### EXERCISE
Transcribe word for word the lines below from the line with "Task: put a pin on every instance of the wheel hub" through the line with "Task: put a pin on every instance of the white", ends included.

[Stored data entries]
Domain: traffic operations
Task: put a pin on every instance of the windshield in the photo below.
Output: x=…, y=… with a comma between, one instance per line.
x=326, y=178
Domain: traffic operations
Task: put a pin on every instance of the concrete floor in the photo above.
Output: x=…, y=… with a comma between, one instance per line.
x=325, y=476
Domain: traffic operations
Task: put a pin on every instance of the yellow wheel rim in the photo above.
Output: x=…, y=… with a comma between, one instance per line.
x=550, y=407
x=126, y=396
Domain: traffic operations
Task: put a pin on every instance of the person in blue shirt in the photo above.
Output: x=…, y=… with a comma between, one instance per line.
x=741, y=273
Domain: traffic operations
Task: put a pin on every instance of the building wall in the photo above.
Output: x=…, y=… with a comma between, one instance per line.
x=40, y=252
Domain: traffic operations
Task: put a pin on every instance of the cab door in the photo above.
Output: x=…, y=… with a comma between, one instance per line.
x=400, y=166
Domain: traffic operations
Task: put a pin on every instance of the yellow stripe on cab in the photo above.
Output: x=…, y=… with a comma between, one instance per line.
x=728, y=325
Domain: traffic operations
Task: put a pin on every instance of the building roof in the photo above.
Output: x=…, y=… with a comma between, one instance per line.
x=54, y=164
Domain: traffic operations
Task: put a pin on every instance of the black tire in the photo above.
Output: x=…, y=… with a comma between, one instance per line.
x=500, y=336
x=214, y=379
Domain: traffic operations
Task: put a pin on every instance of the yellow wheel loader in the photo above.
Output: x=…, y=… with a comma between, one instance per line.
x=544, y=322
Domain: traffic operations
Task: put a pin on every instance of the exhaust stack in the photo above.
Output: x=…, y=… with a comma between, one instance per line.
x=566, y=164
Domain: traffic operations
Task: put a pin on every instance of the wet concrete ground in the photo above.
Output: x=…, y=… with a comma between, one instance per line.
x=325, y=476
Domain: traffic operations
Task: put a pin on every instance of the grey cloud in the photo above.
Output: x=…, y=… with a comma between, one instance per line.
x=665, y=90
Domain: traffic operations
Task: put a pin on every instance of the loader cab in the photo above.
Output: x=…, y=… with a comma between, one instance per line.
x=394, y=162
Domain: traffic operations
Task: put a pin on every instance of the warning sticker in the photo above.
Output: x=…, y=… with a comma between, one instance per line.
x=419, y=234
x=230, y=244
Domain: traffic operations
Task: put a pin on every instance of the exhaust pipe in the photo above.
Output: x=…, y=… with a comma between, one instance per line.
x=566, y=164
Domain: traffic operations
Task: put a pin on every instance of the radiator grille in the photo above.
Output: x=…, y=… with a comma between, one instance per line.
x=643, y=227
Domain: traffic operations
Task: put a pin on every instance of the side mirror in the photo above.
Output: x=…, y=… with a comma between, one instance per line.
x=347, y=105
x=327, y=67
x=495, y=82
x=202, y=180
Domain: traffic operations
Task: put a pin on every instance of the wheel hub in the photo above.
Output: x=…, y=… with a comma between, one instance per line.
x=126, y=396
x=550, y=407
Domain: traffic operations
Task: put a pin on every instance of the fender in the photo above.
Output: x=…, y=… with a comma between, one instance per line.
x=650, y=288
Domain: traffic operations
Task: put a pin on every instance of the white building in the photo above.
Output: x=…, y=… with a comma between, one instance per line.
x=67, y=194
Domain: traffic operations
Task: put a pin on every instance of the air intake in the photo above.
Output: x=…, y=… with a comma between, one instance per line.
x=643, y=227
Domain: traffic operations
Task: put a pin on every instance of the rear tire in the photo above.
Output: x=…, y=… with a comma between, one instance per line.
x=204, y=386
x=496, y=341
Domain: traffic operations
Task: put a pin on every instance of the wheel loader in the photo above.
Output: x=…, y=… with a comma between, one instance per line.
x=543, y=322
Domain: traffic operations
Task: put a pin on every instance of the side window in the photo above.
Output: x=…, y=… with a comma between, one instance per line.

### REPLY TO THE TASK
Task: put a pin on every instance of the wheel hub in the photo above.
Output: x=…, y=… with a comma between, one instance per line.
x=126, y=396
x=550, y=407
Domain: traffic operations
Task: put a pin on every instance of the fender in the photo above.
Output: x=…, y=… with a comma between, one instance per line.
x=650, y=288
Domain: traffic operations
Task: put a pin on every instance of the white building in the photo above.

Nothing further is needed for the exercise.